Output only the lines of the entries that follow, starting at the one with "Target: agricultural field" and running down to the one with "of the shrub", both included and unchanged.

*** Opening of Input material ***

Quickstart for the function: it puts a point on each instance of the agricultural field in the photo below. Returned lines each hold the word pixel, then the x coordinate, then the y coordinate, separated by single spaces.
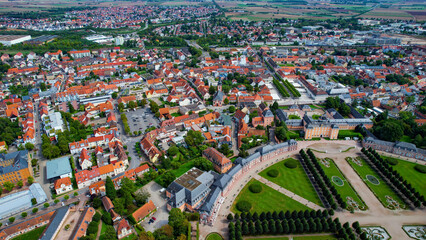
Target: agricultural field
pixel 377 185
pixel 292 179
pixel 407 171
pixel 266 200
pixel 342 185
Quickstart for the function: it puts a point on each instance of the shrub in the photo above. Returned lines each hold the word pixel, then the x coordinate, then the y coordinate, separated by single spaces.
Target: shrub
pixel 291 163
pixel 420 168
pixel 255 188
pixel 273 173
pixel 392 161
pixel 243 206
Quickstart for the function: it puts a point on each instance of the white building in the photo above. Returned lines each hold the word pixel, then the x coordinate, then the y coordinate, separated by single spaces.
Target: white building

*** Close of Input material ***
*** Opening of Input material ***

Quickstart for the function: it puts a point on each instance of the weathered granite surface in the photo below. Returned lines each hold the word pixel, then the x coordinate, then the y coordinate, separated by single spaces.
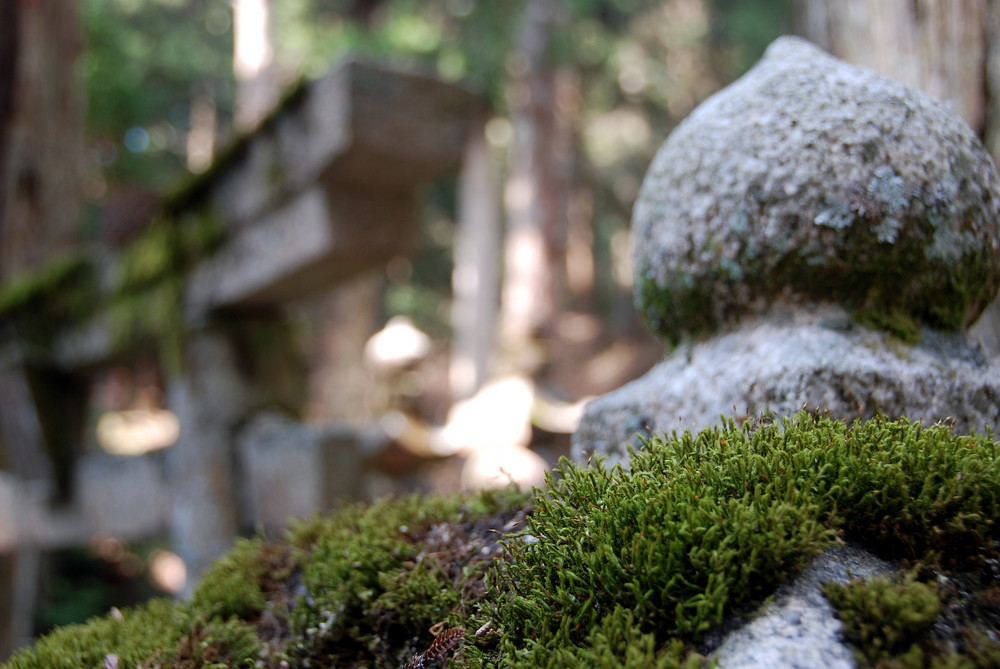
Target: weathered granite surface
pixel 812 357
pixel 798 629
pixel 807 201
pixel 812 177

*** Close of Input material ***

Exercise output:
Target: agricultural field
pixel 377 185
pixel 292 179
pixel 407 171
pixel 266 200
pixel 342 185
Quickstart for the function: it puts a point on each instance of the shrub in the photo above. Returned lines each hold the word pixel, then the x coordinate, then the y coordinate, separated by single spaces.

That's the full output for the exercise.